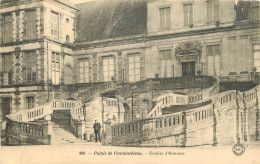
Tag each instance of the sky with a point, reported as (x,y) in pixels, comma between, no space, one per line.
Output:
(79,1)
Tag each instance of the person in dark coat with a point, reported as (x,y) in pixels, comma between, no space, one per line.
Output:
(97,128)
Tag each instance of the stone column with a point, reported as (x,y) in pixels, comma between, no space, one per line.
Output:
(81,127)
(215,140)
(237,118)
(257,133)
(245,119)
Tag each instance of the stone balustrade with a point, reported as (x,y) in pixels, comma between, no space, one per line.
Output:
(149,130)
(232,115)
(24,133)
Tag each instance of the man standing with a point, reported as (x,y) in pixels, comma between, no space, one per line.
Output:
(97,128)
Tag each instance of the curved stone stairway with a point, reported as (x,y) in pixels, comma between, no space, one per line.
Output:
(61,131)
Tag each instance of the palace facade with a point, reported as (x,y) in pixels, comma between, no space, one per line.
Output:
(50,49)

........

Recast the stretch of the rows that opens with the line containing "Tag each instance of the palace" and runs through the end of the rows as a Markdown table with the columns Number and Line, one table row per line, leaving out any blank lines.

* Output
| Number | Line |
|---|---|
| 1 | Tag each instance of the palace facade with a point, reported as (x,y) in pixels, comma between, no space, one per line. |
| 2 | Output: |
| 3 | (50,49) |